==== ROWS ====

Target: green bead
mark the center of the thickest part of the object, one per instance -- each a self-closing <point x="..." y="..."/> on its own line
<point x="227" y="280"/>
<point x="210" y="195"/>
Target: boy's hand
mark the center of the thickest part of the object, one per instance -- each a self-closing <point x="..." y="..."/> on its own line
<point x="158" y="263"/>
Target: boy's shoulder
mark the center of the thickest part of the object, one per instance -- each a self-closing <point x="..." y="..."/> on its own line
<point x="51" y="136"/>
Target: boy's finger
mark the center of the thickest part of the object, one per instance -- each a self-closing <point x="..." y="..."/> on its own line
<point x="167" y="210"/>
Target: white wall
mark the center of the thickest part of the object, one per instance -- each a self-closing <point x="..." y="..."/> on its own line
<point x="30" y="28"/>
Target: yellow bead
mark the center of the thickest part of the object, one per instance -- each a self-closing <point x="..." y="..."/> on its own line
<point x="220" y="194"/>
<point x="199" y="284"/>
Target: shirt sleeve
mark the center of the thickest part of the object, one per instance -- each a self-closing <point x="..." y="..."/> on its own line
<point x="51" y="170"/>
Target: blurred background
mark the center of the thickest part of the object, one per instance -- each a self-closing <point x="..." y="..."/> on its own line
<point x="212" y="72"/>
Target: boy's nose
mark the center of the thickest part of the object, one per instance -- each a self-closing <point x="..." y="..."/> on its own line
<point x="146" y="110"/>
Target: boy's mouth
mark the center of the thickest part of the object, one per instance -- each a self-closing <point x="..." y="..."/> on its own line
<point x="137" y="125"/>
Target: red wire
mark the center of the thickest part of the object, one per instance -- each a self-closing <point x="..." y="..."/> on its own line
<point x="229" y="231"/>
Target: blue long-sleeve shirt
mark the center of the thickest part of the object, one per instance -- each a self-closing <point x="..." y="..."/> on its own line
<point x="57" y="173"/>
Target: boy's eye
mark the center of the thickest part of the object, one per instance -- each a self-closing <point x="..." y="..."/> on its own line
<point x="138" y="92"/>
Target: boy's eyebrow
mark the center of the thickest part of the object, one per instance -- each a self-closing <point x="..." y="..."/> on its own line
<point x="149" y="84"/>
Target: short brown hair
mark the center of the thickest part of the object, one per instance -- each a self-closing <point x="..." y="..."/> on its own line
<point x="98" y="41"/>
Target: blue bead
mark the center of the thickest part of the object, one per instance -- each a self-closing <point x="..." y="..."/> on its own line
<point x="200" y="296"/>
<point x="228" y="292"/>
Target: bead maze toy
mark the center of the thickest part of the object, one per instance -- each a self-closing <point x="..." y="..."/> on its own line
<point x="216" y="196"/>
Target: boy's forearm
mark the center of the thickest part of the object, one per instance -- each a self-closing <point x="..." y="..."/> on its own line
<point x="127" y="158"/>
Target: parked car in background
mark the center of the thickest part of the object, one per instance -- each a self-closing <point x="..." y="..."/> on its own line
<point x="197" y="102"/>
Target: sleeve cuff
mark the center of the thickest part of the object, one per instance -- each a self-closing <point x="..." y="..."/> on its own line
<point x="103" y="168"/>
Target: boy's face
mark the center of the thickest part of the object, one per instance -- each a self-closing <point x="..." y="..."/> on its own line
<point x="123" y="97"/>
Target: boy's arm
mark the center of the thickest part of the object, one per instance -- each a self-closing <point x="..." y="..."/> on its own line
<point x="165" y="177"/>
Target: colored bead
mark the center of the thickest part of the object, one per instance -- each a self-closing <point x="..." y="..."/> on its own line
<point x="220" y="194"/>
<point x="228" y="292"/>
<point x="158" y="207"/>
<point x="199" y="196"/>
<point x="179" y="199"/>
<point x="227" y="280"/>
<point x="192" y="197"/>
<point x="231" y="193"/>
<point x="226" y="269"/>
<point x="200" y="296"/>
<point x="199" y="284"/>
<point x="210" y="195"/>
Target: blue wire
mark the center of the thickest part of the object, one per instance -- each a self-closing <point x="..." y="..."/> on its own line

====

§ EXERCISE OBJECTIVE: Express every line of the entries above as a JSON list of strings, one string per line, leaving out any blank lines.

§ REPLY:
[
  "Target: green bead",
  "mark the center of the thickest part of the object, one per instance -- each a self-closing <point x=\"...\" y=\"...\"/> on its own line",
  "<point x=\"227\" y=\"280\"/>",
  "<point x=\"210\" y=\"195\"/>",
  "Target: boy's hand",
  "mark the center of the thickest part of the object, one per instance -- each a self-closing <point x=\"...\" y=\"...\"/> on its own line",
  "<point x=\"158\" y=\"263\"/>",
  "Target: boy's shoulder",
  "mark the center of the thickest part of the object, one per instance -- each a self-closing <point x=\"...\" y=\"...\"/> on its own line",
  "<point x=\"51\" y=\"136\"/>",
  "Target: boy's finger",
  "mark the center of the thickest part of the object, one per instance -- each a self-closing <point x=\"...\" y=\"...\"/> on its own line",
  "<point x=\"167\" y=\"210\"/>",
  "Target: white wall",
  "mark the center of the thickest part of the object, one per instance -- each a self-closing <point x=\"...\" y=\"...\"/> on its own line",
  "<point x=\"30\" y=\"28\"/>",
  "Target: yellow bead",
  "mark the center of the thickest part of the object, one per instance -- each a self-closing <point x=\"...\" y=\"...\"/> on its own line",
  "<point x=\"220\" y=\"194\"/>",
  "<point x=\"199\" y=\"284\"/>",
  "Target: shirt sleeve",
  "mark the center of the thickest part of the object, one per instance -- each a self-closing <point x=\"...\" y=\"...\"/> on its own line",
  "<point x=\"51\" y=\"170\"/>",
  "Target: blurred background",
  "mark the center of the thickest part of the object, one per instance -- each a self-closing <point x=\"...\" y=\"...\"/> on its own line",
  "<point x=\"212\" y=\"72\"/>",
  "Target: boy's nose",
  "mark the center of the thickest part of the object, one per instance -- each a self-closing <point x=\"...\" y=\"...\"/> on its own line",
  "<point x=\"146\" y=\"110\"/>",
  "Target: boy's mouth",
  "mark the center of the thickest part of the object, one per instance -- each a self-closing <point x=\"...\" y=\"...\"/> on its own line",
  "<point x=\"137\" y=\"125\"/>",
  "Target: red wire",
  "mark the center of the thickest part of the object, one per instance -- each a self-closing <point x=\"...\" y=\"...\"/> on its own line",
  "<point x=\"229\" y=\"231\"/>",
  "Target: blue long-sleeve shirt",
  "mark the center of the thickest part of the object, one per instance -- each a self-closing <point x=\"...\" y=\"...\"/> on its own line",
  "<point x=\"57\" y=\"173\"/>",
  "Target: boy's eye",
  "mark the center of the thickest part of the object, one per instance -- each a self-closing <point x=\"...\" y=\"...\"/> on its own line",
  "<point x=\"138\" y=\"92\"/>",
  "Target: boy's eyebrow",
  "mark the center of the thickest part of the object, one per instance -- each a self-closing <point x=\"...\" y=\"...\"/> on its own line",
  "<point x=\"149\" y=\"84\"/>",
  "Target: short brown hair",
  "mark the center of the thickest part of the object, one per instance -- each a self-closing <point x=\"...\" y=\"...\"/> on its own line",
  "<point x=\"98\" y=\"41\"/>",
  "Target: blue bead",
  "mark the center of the thickest part of the object, one per instance -- each a self-closing <point x=\"...\" y=\"...\"/> on its own line",
  "<point x=\"200\" y=\"296\"/>",
  "<point x=\"228\" y=\"292\"/>",
  "Target: bead maze toy",
  "mark the center of the thickest part of the object, one per instance -- each a self-closing <point x=\"...\" y=\"...\"/> on its own line",
  "<point x=\"216\" y=\"196\"/>",
  "Target: boy's forearm",
  "mark the center of the thickest part of the object, one per instance -- each a self-closing <point x=\"...\" y=\"...\"/> on its own line",
  "<point x=\"127\" y=\"158\"/>",
  "Target: parked car in background",
  "mark the center of the thickest part of the object, one per instance -- each a self-closing <point x=\"...\" y=\"...\"/> on its own line",
  "<point x=\"197\" y=\"102\"/>",
  "Target: sleeve cuff",
  "mark the center of the thickest part of the object, one per instance -- each a self-closing <point x=\"...\" y=\"...\"/> on its own line",
  "<point x=\"103\" y=\"168\"/>",
  "Target: boy's face",
  "mark the center of the thickest part of the object, one per instance -- each a self-closing <point x=\"...\" y=\"...\"/> on its own line",
  "<point x=\"123\" y=\"97\"/>",
  "Target: boy's arm",
  "mark the center of the thickest part of the object, one per instance -- each a self-closing <point x=\"...\" y=\"...\"/> on its own line",
  "<point x=\"165\" y=\"177\"/>",
  "Target: colored bead",
  "mark the center of the thickest part of the object, one per instance -- each a self-closing <point x=\"...\" y=\"...\"/> on its own line",
  "<point x=\"220\" y=\"194\"/>",
  "<point x=\"228\" y=\"292\"/>",
  "<point x=\"158\" y=\"207\"/>",
  "<point x=\"199\" y=\"196\"/>",
  "<point x=\"179\" y=\"199\"/>",
  "<point x=\"227\" y=\"280\"/>",
  "<point x=\"192\" y=\"197\"/>",
  "<point x=\"231\" y=\"193\"/>",
  "<point x=\"226\" y=\"269\"/>",
  "<point x=\"200\" y=\"296\"/>",
  "<point x=\"199\" y=\"284\"/>",
  "<point x=\"210\" y=\"195\"/>",
  "Target: blue wire",
  "mark the center of the thickest part of the object, one per instance -- each a self-closing <point x=\"...\" y=\"...\"/> on its own line"
]